Records taken from a collection:

>> Begin

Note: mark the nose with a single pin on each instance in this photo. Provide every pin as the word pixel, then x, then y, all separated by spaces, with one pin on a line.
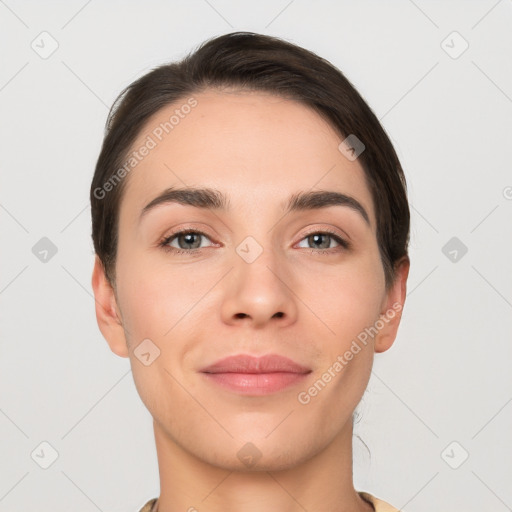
pixel 259 293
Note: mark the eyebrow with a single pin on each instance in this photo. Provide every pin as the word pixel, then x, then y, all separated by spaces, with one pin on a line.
pixel 209 198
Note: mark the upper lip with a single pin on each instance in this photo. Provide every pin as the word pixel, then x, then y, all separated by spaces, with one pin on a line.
pixel 242 363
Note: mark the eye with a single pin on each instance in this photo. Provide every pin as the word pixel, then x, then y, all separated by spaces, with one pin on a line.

>> End

### Set problem
Arrange every line of the records as a Markdown table with the columns Number and Text, skipping blank lines and leaving the pictures out.

### Written answer
| Number | Text |
|---|---|
| 1 | Note: mark the nose with a single pin on each instance in this photo. Provide every pin as the word pixel, then x, then y, all separated by spaces, with one pin on a line. |
| 2 | pixel 259 293 |
| 3 | Note: mark the eyebrow with a single pin on each instance in this photo. Provide every pin as the word pixel, then x, then y, all separated by spaces, with one pin on a line. |
| 4 | pixel 209 198 |
| 5 | Note: mark the upper lip with a single pin on each instance in this photo. Provide every pin as the word pixel, then x, then y, all separated by spaces, with one pin on a line. |
| 6 | pixel 242 363 |
| 7 | Note: mark the eye with a single pin on each instance in this photo. Provide every pin as the word pixel, then x, then y, all separated by spaces, with one pin on a line. |